• **WHAT TO WORK ON**
Please update these items by replacing "Target" with "Object" wherever it appears, and leave all other text unchanged.

(Extracted data entries)
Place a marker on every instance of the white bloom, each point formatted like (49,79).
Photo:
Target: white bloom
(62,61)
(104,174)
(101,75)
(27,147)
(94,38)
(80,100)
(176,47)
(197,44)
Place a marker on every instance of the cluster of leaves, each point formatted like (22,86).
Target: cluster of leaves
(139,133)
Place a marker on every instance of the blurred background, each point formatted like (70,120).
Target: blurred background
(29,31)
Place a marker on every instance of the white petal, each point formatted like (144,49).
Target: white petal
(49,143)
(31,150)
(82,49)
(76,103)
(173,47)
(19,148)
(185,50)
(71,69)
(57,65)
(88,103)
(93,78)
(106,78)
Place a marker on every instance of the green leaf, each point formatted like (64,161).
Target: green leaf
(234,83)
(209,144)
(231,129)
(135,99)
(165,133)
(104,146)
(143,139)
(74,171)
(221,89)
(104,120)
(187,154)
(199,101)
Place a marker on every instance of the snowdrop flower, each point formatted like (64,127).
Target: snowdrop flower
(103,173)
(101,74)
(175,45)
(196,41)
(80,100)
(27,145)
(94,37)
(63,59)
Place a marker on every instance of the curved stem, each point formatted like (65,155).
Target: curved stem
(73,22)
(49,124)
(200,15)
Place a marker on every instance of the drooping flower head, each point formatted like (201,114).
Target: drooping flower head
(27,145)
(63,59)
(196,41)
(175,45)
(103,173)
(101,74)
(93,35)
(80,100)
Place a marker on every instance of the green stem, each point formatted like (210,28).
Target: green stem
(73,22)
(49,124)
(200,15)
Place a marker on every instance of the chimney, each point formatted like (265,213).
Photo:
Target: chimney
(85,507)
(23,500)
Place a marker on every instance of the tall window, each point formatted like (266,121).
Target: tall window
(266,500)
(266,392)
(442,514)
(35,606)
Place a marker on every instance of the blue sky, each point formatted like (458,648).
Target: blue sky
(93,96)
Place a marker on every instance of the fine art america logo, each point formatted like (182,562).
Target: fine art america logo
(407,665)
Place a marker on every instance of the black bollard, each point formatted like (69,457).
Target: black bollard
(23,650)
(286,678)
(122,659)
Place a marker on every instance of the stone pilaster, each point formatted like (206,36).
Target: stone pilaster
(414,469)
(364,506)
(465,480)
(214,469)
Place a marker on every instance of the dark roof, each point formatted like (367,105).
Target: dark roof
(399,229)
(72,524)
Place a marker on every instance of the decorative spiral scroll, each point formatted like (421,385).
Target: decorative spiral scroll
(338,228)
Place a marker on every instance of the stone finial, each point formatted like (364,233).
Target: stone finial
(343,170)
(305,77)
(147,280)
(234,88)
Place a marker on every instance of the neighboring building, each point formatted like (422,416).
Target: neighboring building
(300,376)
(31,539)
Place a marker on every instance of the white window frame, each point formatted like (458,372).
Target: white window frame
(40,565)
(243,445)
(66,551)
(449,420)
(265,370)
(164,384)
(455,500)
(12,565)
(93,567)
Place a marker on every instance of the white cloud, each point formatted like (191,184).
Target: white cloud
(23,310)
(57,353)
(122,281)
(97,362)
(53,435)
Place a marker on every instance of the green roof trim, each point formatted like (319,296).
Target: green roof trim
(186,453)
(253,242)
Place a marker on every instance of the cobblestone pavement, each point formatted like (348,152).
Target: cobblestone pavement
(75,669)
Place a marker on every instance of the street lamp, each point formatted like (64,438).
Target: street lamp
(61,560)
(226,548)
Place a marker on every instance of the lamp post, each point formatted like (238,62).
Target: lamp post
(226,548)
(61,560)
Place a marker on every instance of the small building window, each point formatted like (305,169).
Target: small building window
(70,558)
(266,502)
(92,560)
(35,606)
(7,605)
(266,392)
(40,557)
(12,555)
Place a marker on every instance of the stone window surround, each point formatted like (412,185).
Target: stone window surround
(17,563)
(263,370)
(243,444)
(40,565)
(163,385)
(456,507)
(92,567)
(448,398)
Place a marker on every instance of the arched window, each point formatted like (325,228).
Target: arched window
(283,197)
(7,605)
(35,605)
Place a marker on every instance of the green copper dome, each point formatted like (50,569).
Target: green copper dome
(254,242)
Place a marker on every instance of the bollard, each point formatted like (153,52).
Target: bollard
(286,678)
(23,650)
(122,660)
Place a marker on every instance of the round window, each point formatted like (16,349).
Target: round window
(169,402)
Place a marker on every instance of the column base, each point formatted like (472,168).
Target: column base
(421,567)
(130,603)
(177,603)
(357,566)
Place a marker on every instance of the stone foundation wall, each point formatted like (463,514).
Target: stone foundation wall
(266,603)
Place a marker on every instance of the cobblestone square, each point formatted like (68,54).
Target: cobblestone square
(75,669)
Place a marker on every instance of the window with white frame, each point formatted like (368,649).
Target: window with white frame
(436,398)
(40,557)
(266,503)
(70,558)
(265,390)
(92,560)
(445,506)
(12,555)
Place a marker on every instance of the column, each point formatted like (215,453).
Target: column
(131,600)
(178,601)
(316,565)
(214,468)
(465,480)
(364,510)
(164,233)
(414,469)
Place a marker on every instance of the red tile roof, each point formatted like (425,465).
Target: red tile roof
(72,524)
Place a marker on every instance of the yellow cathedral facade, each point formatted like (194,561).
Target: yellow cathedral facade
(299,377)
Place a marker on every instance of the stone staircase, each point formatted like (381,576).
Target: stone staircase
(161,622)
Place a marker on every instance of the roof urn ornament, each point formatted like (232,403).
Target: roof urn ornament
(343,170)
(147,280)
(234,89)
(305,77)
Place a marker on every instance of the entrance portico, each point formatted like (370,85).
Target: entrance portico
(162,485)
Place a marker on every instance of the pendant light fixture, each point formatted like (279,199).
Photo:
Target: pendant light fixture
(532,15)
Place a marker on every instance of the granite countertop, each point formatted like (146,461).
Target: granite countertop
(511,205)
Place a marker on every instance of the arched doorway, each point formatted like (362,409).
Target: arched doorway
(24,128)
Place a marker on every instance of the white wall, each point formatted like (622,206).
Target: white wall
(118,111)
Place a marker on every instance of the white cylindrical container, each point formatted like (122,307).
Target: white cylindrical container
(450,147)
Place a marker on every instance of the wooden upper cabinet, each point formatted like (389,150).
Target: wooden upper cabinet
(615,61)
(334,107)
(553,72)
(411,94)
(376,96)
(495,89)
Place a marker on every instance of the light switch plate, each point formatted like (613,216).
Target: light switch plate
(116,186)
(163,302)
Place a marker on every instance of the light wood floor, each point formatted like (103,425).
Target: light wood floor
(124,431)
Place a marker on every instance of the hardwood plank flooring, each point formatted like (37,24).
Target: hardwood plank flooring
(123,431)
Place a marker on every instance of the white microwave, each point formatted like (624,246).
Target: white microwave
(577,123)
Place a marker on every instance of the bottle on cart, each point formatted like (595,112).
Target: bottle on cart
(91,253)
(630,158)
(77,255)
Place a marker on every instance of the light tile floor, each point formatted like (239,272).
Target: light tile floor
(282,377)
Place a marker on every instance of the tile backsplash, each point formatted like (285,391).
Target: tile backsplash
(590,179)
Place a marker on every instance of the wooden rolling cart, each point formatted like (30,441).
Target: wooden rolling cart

• **OUTPUT BELOW**
Place a marker on every instance of the white bloom, each point formatted like (49,79).
Photo:
Object: white bloom
(62,61)
(104,174)
(101,75)
(27,147)
(94,38)
(80,100)
(176,47)
(197,44)
Place a marker on every instance of the cluster of leaves, each point formatted like (22,86).
Object: cluster of leaves
(139,133)
Place a marker on every instance of the blurred background, each point formatted like (70,120).
Object: blurred background
(29,31)
Place a marker on every instance of the white petal, each point formatted like (144,49).
Object: white petal
(49,143)
(31,150)
(82,49)
(76,103)
(173,47)
(19,148)
(185,50)
(71,69)
(57,65)
(88,103)
(93,78)
(106,78)
Place a marker on every instance of the green leaf, each point formatted like (64,161).
Object: green leaf
(234,83)
(209,144)
(231,129)
(135,99)
(165,133)
(104,146)
(143,139)
(74,171)
(221,89)
(104,120)
(187,154)
(199,101)
Place a marker on every instance of the snowdrop flower, each point formatted like (64,127).
Object: snowdrop flower
(103,173)
(101,74)
(175,45)
(196,41)
(80,100)
(27,145)
(94,37)
(63,59)
Place a marker on every instance of the curved stem, each point formatted like (65,155).
Object: curved stem
(73,22)
(49,124)
(200,15)
Place a marker on every instance of the drooping flower head, each point formatted like (201,114).
Object: drooping flower head
(27,145)
(63,59)
(196,41)
(175,45)
(103,173)
(101,74)
(93,35)
(80,100)
Place a marker on every instance of the green stem, each point formatted like (210,28).
Object: green stem
(73,22)
(49,124)
(200,15)
Place a marker on every instance of the chimney, each point formatted like (265,213).
Photo:
Object: chimney
(85,507)
(23,500)
Place a marker on every instance of the tall window, each point formatted like (266,121).
Object: tall window
(266,500)
(266,392)
(442,514)
(35,606)
Place a marker on every instance of the blue sky, each point formatted like (458,648).
Object: blue sky
(93,96)
Place a marker on every instance of the fine art america logo, each point formatted like (182,562).
Object: fine art america logo
(407,665)
Place a marker on every instance of the black bollard, each point formatted like (69,457).
Object: black bollard
(23,650)
(286,678)
(122,659)
Place a marker on every instance of the stone pilaster, each point formatted like (206,36).
Object: stone pilaster
(414,469)
(364,506)
(465,480)
(214,469)
Place a marker on every instance of the dark roof, each point formatted like (367,105).
Object: dark roof
(399,229)
(72,524)
Place a marker on every instance of the decorative spiral scroll, each point formatted like (421,385).
Object: decorative spiral scroll
(338,228)
Place a marker on every instance of the stone finial, each point formatted like (364,233).
Object: stone finial
(343,170)
(305,77)
(147,280)
(234,88)
Place a marker on every instance of the neighboring building, each point formatted like (422,416).
Object: neighboring building
(300,376)
(31,539)
Place a marker on every instance of the white window frame, each point formatted like (458,372).
Object: white window frame
(40,565)
(243,445)
(66,551)
(449,420)
(265,370)
(164,384)
(455,500)
(12,565)
(93,567)
Place a marker on every instance of the white cloud, each point formatted like (191,184).
Object: white cloud
(23,310)
(57,353)
(122,281)
(97,362)
(53,435)
Place a marker on every instance of the green roof trim, each point formatted like (319,296).
Object: green roof trim
(186,453)
(253,242)
Place a marker on every instance of the cobblestone pavement, each point formatted like (348,152).
Object: cobblestone pavement
(75,669)
Place a marker on every instance of the street lamp, each point formatted like (64,438).
Object: street lamp
(61,560)
(226,548)
Place a marker on every instance of the lamp post, each point formatted like (238,62).
Object: lamp post
(226,548)
(61,560)
Place a marker on every instance of the small building window, each point formatted like (305,169).
Object: small building window
(70,558)
(266,502)
(92,560)
(35,606)
(7,605)
(266,392)
(40,557)
(12,555)
Place a marker on every instance of the stone window surround, each point formatted like (412,185).
Object: stone window surround
(17,563)
(263,370)
(243,444)
(40,565)
(163,385)
(456,507)
(92,567)
(448,398)
Place a marker on every instance of the arched window, each point formatted like (325,228).
Object: arched window
(283,197)
(7,605)
(35,605)
Place a marker on every instance of the green copper dome, each point formatted like (50,569).
Object: green copper dome
(254,242)
Place a marker on every instance of the bollard, each point formatted like (153,52).
Object: bollard
(286,678)
(23,650)
(122,660)
Place a marker on every instance of the round window, each point formatted like (16,349).
Object: round window
(169,402)
Place a marker on every instance of the column base, each point formatted like (472,168).
Object: column base
(421,567)
(130,603)
(177,603)
(357,566)
Place a marker on every instance of the stone foundation wall, each point formatted like (463,514).
Object: stone foundation wall
(266,603)
Place a marker on every instance of the cobblestone square, each point formatted like (68,54).
Object: cobblestone square
(75,669)
Place a marker on every instance of the window with white frame, each point formatted like (368,649).
Object: window with white frame
(436,398)
(40,557)
(266,503)
(70,558)
(265,390)
(92,560)
(445,506)
(12,555)
Place a marker on every instance of the column, each point formatted like (215,453).
Object: column
(131,600)
(178,601)
(316,565)
(214,468)
(465,480)
(364,510)
(164,233)
(414,469)
Place a marker on every instance of the red tile roof, each point formatted like (425,465).
Object: red tile roof
(72,524)
Place a marker on every instance of the yellow cathedral facade, each point formatted like (194,561).
Object: yellow cathedral facade
(299,377)
Place a marker on every instance of the stone staircase, each point formatted like (381,576).
Object: stone staircase
(161,622)
Place a marker on every instance of the roof urn ornament, each point formatted like (232,403).
Object: roof urn ornament
(343,170)
(147,280)
(234,89)
(305,77)
Place a marker on every instance of the entrance portico, each point formatted like (370,85).
Object: entrance portico
(162,485)
Place a marker on every instance of the pendant light fixture, each point formatted like (279,199).
Photo:
Object: pendant light fixture
(532,15)
Place a marker on every instance of the granite countertop, each point formatted like (146,461).
Object: granite countertop
(511,205)
Place a marker on every instance of the arched doorway, each point formatted like (362,409).
Object: arched doorway
(24,128)
Place a marker on every instance of the white wall, each point formatted like (622,206).
Object: white wall
(118,111)
Place a marker on every instance of the white cylindrical container, each point formatted like (122,307).
Object: white cylindrical container
(450,147)
Place a marker on every instance of the wooden upper cabinet, each point formatted like (389,150).
Object: wooden upper cabinet
(615,61)
(334,107)
(553,72)
(411,94)
(376,96)
(495,89)
Place a marker on every instance of the light switch plate, each point formatted like (613,216).
Object: light switch plate
(116,186)
(163,302)
Place a marker on every instance of the light wood floor, each point formatted like (103,425).
Object: light wood floor
(124,431)
Place a marker on every instance of the hardwood plank flooring, each point formatted like (37,24).
Object: hardwood plank flooring
(123,431)
Place a marker on every instance of the white microwave, each point formatted like (624,246).
Object: white microwave
(577,123)
Place a marker on every instance of the bottle on cart, each point formatted like (595,112).
Object: bottle on cart
(91,253)
(630,158)
(77,255)
Place a marker on every instance of the light tile floor, each point formatted like (239,272).
Object: light tile floor
(282,377)
Place a marker on every instance of the tile backsplash, each point formatted like (285,391).
Object: tile backsplash
(590,179)
Place a marker on every instance of the wooden rolling cart, each point formatted like (30,441).
Object: wooden rolling cart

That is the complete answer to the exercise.